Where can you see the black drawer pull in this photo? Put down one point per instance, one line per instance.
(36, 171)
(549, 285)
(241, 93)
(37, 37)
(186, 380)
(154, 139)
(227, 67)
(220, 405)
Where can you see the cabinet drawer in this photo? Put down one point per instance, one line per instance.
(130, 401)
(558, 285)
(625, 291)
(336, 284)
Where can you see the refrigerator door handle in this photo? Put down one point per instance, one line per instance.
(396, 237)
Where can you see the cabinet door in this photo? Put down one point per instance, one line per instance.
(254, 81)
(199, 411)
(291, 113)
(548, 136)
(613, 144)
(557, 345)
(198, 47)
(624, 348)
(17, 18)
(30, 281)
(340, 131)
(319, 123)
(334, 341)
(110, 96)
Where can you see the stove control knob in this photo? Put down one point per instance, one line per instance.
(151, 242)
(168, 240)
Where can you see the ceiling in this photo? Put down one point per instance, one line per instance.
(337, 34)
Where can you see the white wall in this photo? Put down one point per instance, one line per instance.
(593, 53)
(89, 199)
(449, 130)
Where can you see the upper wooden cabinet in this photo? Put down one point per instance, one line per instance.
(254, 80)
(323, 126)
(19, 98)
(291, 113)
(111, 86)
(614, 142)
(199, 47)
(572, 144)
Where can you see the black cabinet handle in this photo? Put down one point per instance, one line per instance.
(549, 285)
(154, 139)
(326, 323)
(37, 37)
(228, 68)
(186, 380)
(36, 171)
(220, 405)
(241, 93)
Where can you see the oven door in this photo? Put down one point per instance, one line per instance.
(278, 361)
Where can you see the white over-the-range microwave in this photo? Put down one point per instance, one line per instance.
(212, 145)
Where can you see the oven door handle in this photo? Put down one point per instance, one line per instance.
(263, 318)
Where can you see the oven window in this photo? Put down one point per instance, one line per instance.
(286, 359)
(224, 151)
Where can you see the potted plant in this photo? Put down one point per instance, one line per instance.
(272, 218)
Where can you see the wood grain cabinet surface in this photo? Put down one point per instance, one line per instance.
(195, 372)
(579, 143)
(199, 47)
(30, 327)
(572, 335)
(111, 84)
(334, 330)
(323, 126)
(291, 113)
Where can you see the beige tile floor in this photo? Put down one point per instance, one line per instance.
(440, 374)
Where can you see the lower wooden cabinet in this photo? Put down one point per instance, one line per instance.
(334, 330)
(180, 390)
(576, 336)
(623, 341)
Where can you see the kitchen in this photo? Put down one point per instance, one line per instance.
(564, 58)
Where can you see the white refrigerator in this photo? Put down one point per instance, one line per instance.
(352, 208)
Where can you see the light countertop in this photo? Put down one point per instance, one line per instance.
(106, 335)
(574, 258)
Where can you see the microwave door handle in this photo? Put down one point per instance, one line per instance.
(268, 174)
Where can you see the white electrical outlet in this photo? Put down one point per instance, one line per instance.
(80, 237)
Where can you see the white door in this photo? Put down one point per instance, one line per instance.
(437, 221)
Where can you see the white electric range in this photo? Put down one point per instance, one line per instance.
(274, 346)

§ **What needs to be done**
What is needed here is an exact copy of every record.

§ **Answer section**
Where can you see the black drawer pull in this photo? Put down one point per instance, one line per instance.
(36, 171)
(549, 285)
(241, 93)
(37, 37)
(186, 380)
(154, 139)
(227, 67)
(220, 405)
Where can you see the cabinet drawer in this photo? Put down one point per instance, one line per instance.
(130, 401)
(558, 285)
(625, 291)
(336, 284)
Where can you see the refrigerator door handle in this photo? Put down one point per instance, one line per instance.
(396, 237)
Where can you see the cabinet door in this photo? Put down one point per instance, one line per instance.
(254, 81)
(199, 411)
(291, 113)
(548, 136)
(613, 144)
(557, 345)
(198, 47)
(624, 348)
(17, 18)
(30, 281)
(340, 131)
(319, 123)
(334, 341)
(110, 96)
Where can you see the stove control knob in this photo? Put down one point per instance, one line per instance.
(151, 242)
(168, 240)
Where can you see the ceiling in this photo? Put down one point per instance, one line per instance.
(337, 34)
Where can you see the white wall in this photo? Put down one point per instance, one line per instance.
(593, 53)
(89, 199)
(449, 130)
Where can you see the upper wooden cabinet in this photo? Put down one point per instance, one line per instance.
(254, 80)
(323, 126)
(19, 98)
(291, 113)
(111, 86)
(614, 142)
(199, 47)
(572, 144)
Where can you see the black cabinet handle in this photo? Put down one point per instance, one line per instance.
(549, 285)
(154, 139)
(326, 323)
(37, 37)
(228, 68)
(186, 380)
(36, 171)
(220, 405)
(241, 93)
Where can you see the oven door in this photo? Put down one point per instance, one line per instance.
(278, 361)
Where can you see the white over-the-range microwave in this photo? Put down one point per instance, one line per instance.
(212, 145)
Where can you see the oven door handle in this photo? Put down one point per instance, one line per instance.
(263, 318)
Where can you see the oven window in this photo? Put down one point per instance, one line per instance.
(286, 359)
(224, 151)
Where can you see the potted plant in this photo? Put down one point per instance, one line per instance.
(272, 218)
Where can you see the wood grain cabinet surface in this photo? Put down one point per instance, one line per instance.
(195, 372)
(579, 143)
(199, 47)
(30, 327)
(572, 335)
(111, 84)
(334, 330)
(323, 126)
(291, 113)
Where can you see the beige tile floor in this photo? Put down one point per instance, one line per instance.
(440, 374)
Where can you see the lower wooden cabinet in this photo? Put down one point per instance, one line per instance.
(334, 330)
(180, 390)
(576, 336)
(623, 341)
Where can you see the kitchen in this photo? Put down one point per instance, one line per instance.
(564, 58)
Where can you see the white refrigerator in this photo? Put down one point per instance, one line per instance.
(352, 208)
Where can you see the light countertop in this photo? Put down one point per instance, one line per instance.
(106, 335)
(574, 258)
Where can you see the microwave door handle in this photo? Put down one point per instance, one line per instance.
(268, 174)
Where can you see the white electrical outlet in this photo? Put down one point per instance, one line per instance.
(80, 237)
Where can you see the white door in this photo? Put down one point per instance, one line per instance.
(437, 221)
Where can you see the white electric range in this photo? Put down one point per instance, one line per instance.
(274, 346)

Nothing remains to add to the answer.